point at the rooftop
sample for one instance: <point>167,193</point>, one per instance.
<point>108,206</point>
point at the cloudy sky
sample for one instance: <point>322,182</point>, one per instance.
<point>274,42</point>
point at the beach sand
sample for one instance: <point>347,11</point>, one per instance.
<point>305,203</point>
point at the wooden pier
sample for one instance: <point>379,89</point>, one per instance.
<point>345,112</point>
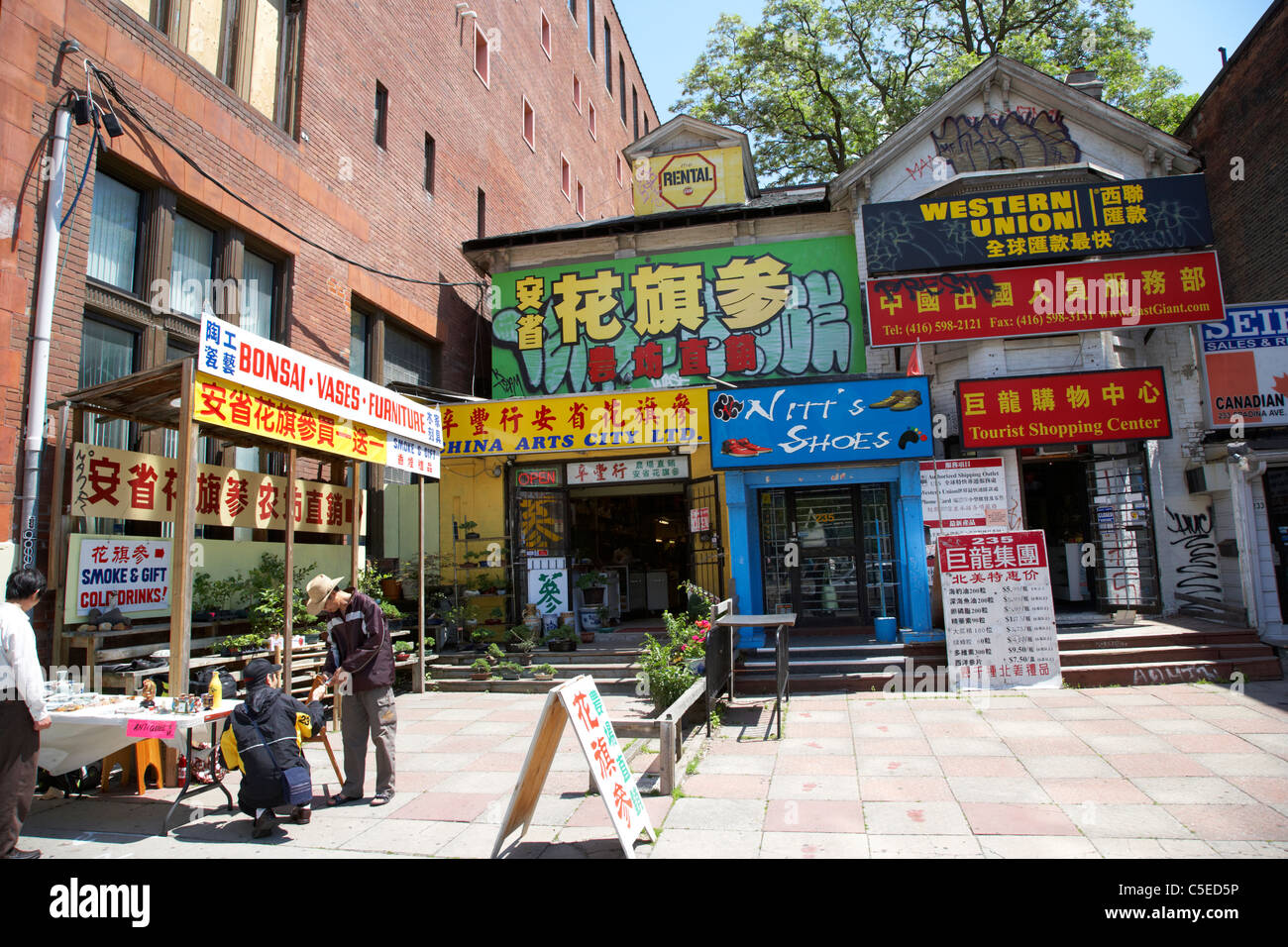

-- -- --

## Problem to solve
Recast the data above as a Markdown table with a Row column numbering each line and a Text column holding the line itself, skipping blank lines. Leave the pictures out of the table.

## Correct output
| Row | Text |
|---|---|
| 1 | point at the rooftop |
| 2 | sample for one instance: <point>167,193</point>, one per instance. |
| 3 | <point>108,206</point> |
| 4 | point at the cloudy sky |
| 5 | sample for one instance: <point>322,182</point>, one per instance. |
| 6 | <point>274,42</point> |
| 7 | point at the beach sand |
| 8 | sample for one instance: <point>347,11</point>, one per instance. |
| 9 | <point>305,203</point> |
| 10 | point at the wooden pier |
| 11 | sample for one instance: <point>379,89</point>, one per instance. |
| 12 | <point>345,112</point> |